EXERCISE PROMPT — Please rescale the items below by copying every line, including those that begin with "Query:", and multiplying each bounding-box coordinate in the answers by 2, rounding to whole numbers with halves going up. Leave the pictures out of your answer.

MATERIAL SUPPLIED —
+ + +
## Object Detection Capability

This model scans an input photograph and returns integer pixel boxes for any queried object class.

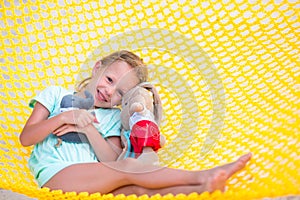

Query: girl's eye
[118,90,124,97]
[107,77,113,83]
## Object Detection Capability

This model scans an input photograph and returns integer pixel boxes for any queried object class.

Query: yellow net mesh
[0,0,300,199]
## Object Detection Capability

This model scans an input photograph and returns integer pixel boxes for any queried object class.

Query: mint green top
[28,86,121,187]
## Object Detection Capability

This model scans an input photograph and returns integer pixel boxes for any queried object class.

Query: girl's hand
[53,124,93,136]
[60,109,95,128]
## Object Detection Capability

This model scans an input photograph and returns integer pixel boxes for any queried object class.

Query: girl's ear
[92,60,102,77]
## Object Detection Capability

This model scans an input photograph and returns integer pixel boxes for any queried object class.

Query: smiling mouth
[97,90,108,102]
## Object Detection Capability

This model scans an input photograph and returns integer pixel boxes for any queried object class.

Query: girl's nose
[106,86,116,98]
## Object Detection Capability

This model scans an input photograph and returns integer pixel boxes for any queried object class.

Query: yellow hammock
[0,0,300,199]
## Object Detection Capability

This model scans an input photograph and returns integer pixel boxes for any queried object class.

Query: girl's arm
[53,123,122,162]
[19,102,63,146]
[20,102,94,146]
+ + +
CORRECT OUTPUT —
## Object Detection Capability

This model scans an input photograph and returns integer pixel boxes for any queried object class.


Query: girl's eye
[236,180,248,194]
[214,154,226,166]
## Object Detection Capability

This model scans an input photograph and returns integer pixel boxes for any queried object class.

Query: yellow net mesh
[0,0,600,398]
## Object Detection Capability

This model scans an input photograph and returns integer pixel boxes for any queried object class.

Query: mint green top
[56,172,242,374]
## Object Detection Capability

This model scans an input photograph and returns integer pixel boxes for any queried object class.

Query: girl's hand
[106,248,186,272]
[120,218,190,256]
## Object Detection Capability

This model scans an input photograph and returns integer pixel boxes for any queried object class.

Query: girl's ear
[184,120,204,154]
## Object Detection Capability

This model scans an input photograph and returns integer pixel boxes for any queried object class.

Query: smiling mouth
[194,180,216,204]
## Object Detection Capability

This model scans an input photograph and returns integer pixel boxes for any queried object class.

Query: girl's nose
[212,172,232,196]
## Object Detection Capability

This model scans an input photograph and returns integer pixel boxes for any queried object class.

Query: yellow hammock
[0,0,600,398]
## Object Detection Capability

This model scans an input photograph and returns integer pixel boxes for any queried object class.

Query: girl's arm
[106,246,244,324]
[38,204,126,292]
[40,204,188,292]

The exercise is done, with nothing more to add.